*Work instructions:*
a. Write out the passage of the Durham Miners Gala thread starting with "Well some of" and going on through "Labour movement figures.".
b. Extend the Durham Miners Gala forum thread by writing what comes after its final line.

*Source:*
# Durham Miners Gala sat 12th July



## The Black Hand (Jun 3, 2008)

I am going to be at this one with a stall, as I have been for the past 5 years or so.

Well some of you folks will have been to past ones, but this one is going to be the biggest for some time. Approx 50k went last year to see the 60 plus miners banners (more added every year currently) and brass bands, and this year the Gala subject is racism and the Chairman of Sunderland AFC will be talking, Niall Quinn, as well as other Labour movement figures.

You can march with the banners from 9am, drink beer and watch as the bands play at the County hotel, go to the great Durham Cathedral for the Miners service in the afternoon and so on...

There is a fun fair for the kids on open grassland, there is a large tea tent for those who like a sit down for a cuppa char, other food and drink, many local pubs (inc. the Colpitts which sells a pint of Sam Smiths for £1.28!), trader stalls, music/bands, Union tents and so on. All in all a good day out, and a good place to advertise the 2nd annual Working Class Bookfair in Durham this November 15th.


----------



## The Black Hand (Jun 8, 2008)

Going to a political event _at all _this year Refused???

Come and introduce yourself at our stall - I promise NOT to grab you by the throat, do a choke slam and jump on your head. Honest


----------



## The Black Hand (Jun 23, 2008)

Attica said:


> Going to a political event _at all _this year Refused???
> 
> Come and introduce yourself at our stall - I promise NOT to grab you by the throat, do a choke slam and jump on your head. Honest



But seriously it is a great family event


----------



## The Black Hand (Jul 5, 2008)

Bump - getting closer...


----------



## The Black Hand (Jul 11, 2008)

Hooray!


----------



## Refused as fuck (Jul 12, 2008)

Didn't see an Autonomous Class War stall.


----------



## The Black Hand (Jul 13, 2008)

Refused as fuck said:


> Didn't see an Autonomous Class War stall.



There was an Autonomous Class War stall - you either did not go like the soft southerner you are, or you were too pissed too see.


----------



## Refused as fuck (Jul 13, 2008)

Where was it? In Sunderland? You realise the Gala was in Durham, don't you?


----------



## The Black Hand (Jul 15, 2008)

Refused as fuck said:


> Where was it? In Sunderland? You realise the Gala was in Durham, don't you?



With the other stalls by the riverside path. It was a very professional stall, not like the crap you normally associate with an anarchist stall (read 'pasting table'). This stall had a good folding gazebo with a back wall (none of the crap gazebos), 3 sturdy tables (we need more), and a clothing rail - yes 'rail'.


----------



## Refused as fuck (Jul 15, 2008)

This stall only existed in your mind, mate. Get help.


----------



## The Black Hand (Jul 15, 2008)

Refused as fuck said:


> This stall only existed in your mind, mate. Get help.



Filthy fekking liar...


----------



## Refused as fuck (Jul 16, 2008)

If one of us is lieing it isn't me. Check the July Photography Thread.


----------



## The Black Hand (Jul 16, 2008)

Rows from a collection

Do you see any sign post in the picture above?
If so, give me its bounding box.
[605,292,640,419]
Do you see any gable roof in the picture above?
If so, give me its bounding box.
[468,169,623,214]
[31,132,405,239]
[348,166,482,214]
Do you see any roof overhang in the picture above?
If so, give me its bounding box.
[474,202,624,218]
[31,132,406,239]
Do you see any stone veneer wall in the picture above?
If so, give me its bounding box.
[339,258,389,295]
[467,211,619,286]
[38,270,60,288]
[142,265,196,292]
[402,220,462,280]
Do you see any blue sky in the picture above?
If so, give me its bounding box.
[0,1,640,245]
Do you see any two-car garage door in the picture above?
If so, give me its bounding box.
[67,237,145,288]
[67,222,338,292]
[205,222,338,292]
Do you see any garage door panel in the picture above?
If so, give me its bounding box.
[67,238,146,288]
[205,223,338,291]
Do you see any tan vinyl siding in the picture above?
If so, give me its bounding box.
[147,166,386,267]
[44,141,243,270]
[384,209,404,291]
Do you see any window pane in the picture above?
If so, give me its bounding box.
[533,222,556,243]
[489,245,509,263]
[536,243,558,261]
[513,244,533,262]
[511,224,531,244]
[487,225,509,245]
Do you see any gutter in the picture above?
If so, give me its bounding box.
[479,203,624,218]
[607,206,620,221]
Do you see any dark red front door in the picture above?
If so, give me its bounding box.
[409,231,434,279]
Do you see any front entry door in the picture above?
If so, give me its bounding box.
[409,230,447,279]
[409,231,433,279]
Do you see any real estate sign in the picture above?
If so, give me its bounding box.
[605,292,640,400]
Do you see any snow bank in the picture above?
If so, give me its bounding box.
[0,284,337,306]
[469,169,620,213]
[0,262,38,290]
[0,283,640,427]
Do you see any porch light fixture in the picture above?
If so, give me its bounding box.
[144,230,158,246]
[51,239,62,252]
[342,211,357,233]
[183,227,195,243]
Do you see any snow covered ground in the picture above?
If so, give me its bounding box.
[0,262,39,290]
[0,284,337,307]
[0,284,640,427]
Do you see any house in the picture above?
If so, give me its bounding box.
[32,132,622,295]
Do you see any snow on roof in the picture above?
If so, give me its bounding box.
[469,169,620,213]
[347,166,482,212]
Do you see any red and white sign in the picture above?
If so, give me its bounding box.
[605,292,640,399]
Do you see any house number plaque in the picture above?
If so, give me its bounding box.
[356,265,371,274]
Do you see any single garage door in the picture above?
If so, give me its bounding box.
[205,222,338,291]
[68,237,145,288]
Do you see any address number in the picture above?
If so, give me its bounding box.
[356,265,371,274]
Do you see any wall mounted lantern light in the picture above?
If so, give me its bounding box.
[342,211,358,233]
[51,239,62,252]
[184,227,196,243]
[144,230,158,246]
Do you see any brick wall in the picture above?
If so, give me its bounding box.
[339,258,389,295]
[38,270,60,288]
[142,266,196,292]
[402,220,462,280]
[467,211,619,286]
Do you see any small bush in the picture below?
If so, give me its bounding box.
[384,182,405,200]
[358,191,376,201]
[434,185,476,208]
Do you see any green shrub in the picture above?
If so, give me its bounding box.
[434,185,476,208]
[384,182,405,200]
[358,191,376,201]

*Results of the tasks:*
a.
Well some of you folks will have been to past ones, but this one is going to be the biggest for some time. Approx 50k went last year to see the 60 plus miners banners (more added every year currently) and brass bands, and this year the Gala subject is racism and the Chairman of Sunderland AFC will be talking, Niall Quinn, as well as other Labour movement figures.

b.
Refused as fuck said:


> If one of us is lieing it isn't me. Check the July Photography Thread.



It is you who is lying.... Why? 

Do you want to be a wanker all your life?


----------



## Refused as fuck (Jul 16, 2008)

http://www.urban75.net/vbulletin/showpost.php?p=7758127&postcount=50
http://www.urban75.net/vbulletin/showpost.php?p=7758339&postcount=51


----------



## The Black Hand (Jul 16, 2008)

Refused as fuck said:


> http://www.urban75.net/vbulletin/showpost.php?p=7758127&postcount=50
> http://www.urban75.net/vbulletin/showpost.php?p=7758339&postcount=51



Those Photographs include nothing of the food and political stalls area. You haven't even got a photo of the Labour Tea Tent 

YOU just didn't have a proper look around did you.


----------



## The Black Hand (Jul 16, 2008)

Here you go Refused - you may learn something from this;

http://cgi.ebay.co.uk/ws/eBayISAPI....m=130239292149&ssPageName=STRK:MESE:IT&ih=003


----------



## bluestreak (Jul 16, 2008)

That looks like a fun day out.  I might go next year if the train fare isn't too extortionate.  I'd even come and say hello to you Attica.


----------



## The Black Hand (Jul 16, 2008)

bluestreak said:


> That looks like a fun day out.  I might go next year if the train fare isn't too extortionate.  I'd even come and say hello to you Attica.



You should -  although I have a loud bark my bite is not so bad


----------



## Refused as fuck (Jul 16, 2008)

Attica said:


> Here you go Refused - you may learn something from this;
> 
> http://cgi.ebay.co.uk/ws/eBayISAPI....m=130239292149&ssPageName=STRK:MESE:IT&ih=003



Way to be a patronising tosser.



bluestreak said:


> That looks like a fun day out. I might go next year if the train fare isn't too extortionate. I'd even come and say hello to you Attica.



He won't be there. He's barred.


----------



## janeb (Jul 17, 2008)

Attica said:


> With the other stalls by the riverside path. It was a very professional stall, not like the crap you normally associate with an anarchist stall (read 'pasting table'). This stall had a good folding gazebo with a back wall (none of the crap gazebos), 3 sturdy tables (we need more), and a clothing rail - yes 'rail'.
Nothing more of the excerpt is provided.